Saved entries
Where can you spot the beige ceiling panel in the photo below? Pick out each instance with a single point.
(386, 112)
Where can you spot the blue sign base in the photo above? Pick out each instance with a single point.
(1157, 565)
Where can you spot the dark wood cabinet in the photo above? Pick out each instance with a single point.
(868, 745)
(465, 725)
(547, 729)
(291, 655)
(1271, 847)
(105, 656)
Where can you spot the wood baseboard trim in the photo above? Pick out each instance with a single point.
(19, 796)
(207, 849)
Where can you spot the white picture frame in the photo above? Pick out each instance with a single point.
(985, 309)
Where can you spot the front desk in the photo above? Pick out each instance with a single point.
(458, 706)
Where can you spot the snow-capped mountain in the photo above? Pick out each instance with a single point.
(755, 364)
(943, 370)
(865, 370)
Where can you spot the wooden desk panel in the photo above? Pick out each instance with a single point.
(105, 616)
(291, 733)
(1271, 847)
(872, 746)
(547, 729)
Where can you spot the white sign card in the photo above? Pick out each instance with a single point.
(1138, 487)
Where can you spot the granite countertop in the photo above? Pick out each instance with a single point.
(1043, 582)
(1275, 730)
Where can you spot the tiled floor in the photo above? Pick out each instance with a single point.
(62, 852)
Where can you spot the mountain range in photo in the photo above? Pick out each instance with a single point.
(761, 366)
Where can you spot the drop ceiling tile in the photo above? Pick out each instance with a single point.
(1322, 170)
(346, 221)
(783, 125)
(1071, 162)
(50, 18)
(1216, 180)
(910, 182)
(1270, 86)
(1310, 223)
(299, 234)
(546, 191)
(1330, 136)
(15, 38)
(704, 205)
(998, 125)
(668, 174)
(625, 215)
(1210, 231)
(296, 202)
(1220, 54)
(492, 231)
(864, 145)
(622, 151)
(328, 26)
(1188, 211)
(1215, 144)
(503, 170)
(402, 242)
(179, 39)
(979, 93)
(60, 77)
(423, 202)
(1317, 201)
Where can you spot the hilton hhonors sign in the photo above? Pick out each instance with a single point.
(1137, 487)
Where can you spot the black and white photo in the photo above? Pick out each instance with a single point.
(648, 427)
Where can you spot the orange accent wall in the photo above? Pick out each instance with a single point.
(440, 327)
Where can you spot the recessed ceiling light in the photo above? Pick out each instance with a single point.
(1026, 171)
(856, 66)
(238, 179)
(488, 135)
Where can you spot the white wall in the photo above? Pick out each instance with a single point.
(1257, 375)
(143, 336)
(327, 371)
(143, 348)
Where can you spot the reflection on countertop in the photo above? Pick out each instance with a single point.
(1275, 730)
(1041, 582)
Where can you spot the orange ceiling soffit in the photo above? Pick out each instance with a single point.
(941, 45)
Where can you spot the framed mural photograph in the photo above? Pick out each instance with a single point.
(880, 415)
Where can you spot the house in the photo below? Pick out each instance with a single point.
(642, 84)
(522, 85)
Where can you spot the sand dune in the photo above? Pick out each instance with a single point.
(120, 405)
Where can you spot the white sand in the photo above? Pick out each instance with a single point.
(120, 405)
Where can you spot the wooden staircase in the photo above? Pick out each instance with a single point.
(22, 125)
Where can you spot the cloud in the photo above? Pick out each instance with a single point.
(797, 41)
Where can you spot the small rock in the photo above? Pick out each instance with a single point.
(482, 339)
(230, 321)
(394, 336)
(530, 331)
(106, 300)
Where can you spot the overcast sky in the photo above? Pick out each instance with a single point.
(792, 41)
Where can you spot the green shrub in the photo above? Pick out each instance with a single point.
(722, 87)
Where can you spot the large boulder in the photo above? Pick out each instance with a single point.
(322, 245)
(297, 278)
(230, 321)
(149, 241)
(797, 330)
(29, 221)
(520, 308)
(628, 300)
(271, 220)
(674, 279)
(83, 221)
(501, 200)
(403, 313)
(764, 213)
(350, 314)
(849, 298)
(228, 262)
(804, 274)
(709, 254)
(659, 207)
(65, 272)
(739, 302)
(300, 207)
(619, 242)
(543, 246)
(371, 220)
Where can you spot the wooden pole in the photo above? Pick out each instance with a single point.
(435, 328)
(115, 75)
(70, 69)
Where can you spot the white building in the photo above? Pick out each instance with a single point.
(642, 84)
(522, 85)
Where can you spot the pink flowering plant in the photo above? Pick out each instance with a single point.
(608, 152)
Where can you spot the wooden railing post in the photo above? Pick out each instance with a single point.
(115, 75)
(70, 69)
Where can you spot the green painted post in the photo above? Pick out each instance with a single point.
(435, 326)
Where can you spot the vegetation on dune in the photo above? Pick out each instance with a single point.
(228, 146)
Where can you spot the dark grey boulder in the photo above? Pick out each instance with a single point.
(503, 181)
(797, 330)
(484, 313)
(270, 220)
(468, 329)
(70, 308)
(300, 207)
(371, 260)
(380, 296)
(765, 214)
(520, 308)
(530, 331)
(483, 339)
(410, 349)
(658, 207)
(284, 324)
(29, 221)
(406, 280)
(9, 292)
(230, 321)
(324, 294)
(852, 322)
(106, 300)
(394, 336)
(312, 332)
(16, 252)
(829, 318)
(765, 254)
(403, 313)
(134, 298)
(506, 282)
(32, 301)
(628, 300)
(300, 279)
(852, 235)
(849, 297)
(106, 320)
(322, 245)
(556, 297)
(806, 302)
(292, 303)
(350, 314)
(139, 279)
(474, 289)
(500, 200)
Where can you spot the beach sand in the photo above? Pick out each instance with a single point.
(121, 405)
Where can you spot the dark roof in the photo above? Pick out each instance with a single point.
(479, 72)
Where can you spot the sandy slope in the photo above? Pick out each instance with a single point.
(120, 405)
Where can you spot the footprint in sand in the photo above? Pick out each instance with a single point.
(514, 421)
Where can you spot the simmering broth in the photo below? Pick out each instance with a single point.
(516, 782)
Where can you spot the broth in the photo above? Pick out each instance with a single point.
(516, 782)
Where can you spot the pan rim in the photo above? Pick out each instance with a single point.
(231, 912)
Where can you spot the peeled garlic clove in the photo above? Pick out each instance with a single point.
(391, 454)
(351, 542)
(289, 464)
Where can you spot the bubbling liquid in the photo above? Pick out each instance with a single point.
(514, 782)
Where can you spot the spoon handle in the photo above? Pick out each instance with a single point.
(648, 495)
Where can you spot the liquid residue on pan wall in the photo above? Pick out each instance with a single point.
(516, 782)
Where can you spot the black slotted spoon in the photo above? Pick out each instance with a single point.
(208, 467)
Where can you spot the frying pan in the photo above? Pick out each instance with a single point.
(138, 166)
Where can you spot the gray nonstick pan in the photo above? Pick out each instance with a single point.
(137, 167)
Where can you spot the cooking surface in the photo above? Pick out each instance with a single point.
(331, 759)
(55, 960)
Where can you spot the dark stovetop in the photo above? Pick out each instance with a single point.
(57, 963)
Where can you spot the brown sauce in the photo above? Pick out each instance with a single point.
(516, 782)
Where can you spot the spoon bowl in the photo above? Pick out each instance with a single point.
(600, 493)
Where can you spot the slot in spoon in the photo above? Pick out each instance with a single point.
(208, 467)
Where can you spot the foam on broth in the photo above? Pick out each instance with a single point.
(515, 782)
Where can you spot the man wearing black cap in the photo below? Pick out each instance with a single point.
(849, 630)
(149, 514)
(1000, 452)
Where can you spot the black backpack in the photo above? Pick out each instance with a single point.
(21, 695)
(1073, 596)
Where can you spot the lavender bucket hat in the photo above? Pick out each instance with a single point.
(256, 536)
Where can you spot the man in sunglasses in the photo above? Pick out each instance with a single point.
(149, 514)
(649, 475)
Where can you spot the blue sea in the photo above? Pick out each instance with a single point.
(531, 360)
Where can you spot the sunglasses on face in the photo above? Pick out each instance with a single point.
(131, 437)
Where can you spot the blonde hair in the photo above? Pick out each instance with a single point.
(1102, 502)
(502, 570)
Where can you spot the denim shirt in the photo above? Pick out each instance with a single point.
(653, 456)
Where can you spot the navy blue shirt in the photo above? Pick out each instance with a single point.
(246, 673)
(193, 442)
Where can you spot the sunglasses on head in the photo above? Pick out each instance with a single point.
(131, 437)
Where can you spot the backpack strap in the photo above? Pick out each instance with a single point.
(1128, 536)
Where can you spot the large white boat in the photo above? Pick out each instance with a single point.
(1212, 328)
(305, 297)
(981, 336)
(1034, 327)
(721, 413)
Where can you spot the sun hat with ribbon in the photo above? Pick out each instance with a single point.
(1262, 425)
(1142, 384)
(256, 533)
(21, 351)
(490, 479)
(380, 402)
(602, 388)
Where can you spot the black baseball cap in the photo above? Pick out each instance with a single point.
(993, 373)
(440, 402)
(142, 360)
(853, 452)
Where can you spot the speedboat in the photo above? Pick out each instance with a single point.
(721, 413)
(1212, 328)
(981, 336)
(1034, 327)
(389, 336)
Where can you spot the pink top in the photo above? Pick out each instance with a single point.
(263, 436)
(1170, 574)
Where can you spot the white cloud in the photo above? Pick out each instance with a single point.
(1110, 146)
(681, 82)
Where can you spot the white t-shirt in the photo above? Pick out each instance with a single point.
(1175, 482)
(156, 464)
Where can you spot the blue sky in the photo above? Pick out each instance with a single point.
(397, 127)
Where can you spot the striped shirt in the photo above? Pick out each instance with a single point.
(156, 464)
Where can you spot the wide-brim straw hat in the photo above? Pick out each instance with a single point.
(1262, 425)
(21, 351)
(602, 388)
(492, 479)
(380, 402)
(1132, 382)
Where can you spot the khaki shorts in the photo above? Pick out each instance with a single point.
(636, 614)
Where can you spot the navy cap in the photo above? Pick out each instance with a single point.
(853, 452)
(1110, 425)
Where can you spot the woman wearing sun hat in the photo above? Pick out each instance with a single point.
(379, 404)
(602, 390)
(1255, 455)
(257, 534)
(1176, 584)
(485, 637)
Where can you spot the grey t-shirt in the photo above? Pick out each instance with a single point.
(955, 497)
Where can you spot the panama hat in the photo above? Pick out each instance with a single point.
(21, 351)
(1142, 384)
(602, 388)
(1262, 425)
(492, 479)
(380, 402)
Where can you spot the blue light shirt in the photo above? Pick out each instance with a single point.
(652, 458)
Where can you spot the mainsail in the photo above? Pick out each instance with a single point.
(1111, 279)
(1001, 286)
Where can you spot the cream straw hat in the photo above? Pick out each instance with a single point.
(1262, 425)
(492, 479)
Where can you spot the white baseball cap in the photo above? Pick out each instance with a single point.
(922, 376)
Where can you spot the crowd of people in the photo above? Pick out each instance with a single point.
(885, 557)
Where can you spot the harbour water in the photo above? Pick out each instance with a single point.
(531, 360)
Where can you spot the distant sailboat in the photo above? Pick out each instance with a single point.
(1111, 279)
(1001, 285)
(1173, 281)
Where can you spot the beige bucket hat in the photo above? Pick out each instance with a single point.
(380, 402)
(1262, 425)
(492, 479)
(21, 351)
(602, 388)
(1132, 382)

## EXERCISE OBJECTIVE
Print exactly the lines of the records from the one containing "Where can you spot the woman" through the end, and nothing besides them.

## RESULT OF THIS TASK
Where can you spot the woman wearing sun hat in the photo above? Pick out each instance with a single point.
(379, 404)
(602, 390)
(1255, 455)
(257, 534)
(1176, 584)
(485, 637)
Where can you spot the grey t-shirt in the photo above? Pick out each instance with a single point.
(955, 497)
Where can you spot the panama hat in the photo above? Pick out each instance with a single point.
(21, 351)
(1142, 384)
(602, 388)
(1262, 425)
(492, 479)
(380, 402)
Where can you spot the blue light shirt in the photo above? Pick out each instance with a single point.
(652, 458)
Where can you spot the mainsail in the photo above? Pick out each instance with a single point.
(1111, 279)
(1001, 286)
Where can you spot the cream straw hat in the photo above? Pick out each instance with a single point.
(1262, 425)
(492, 479)
Where can you spot the white baseball cap in the photo above? Pick out each instance with a single point.
(922, 376)
Where can you spot the crowd of people in the photo above? Pick out each instance with a single point.
(885, 557)
Where can you spot the harbour water in the photo above? Pick out each instance with a single point.
(531, 360)
Where can you spot the distant sailboat in the photo above? Pick out each instance with a single point.
(1111, 279)
(1001, 285)
(1173, 281)
Where can you spot the beige bucket hat in the photo above? Pick out each instance with a single point.
(380, 402)
(1262, 425)
(492, 479)
(21, 351)
(602, 388)
(1132, 382)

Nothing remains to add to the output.